(Records from a data source)
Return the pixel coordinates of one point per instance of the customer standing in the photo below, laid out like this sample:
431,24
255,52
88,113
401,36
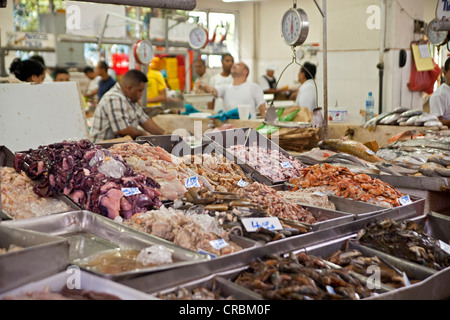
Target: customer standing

**What you need to do:** Copy every line of the records above without changes, but leave out the pictures.

**The response:**
Return the pixel coordinates of one point per instance of the customer standing in the photo below, laid out like this sample:
431,24
255,52
88,113
401,36
Target: customer standing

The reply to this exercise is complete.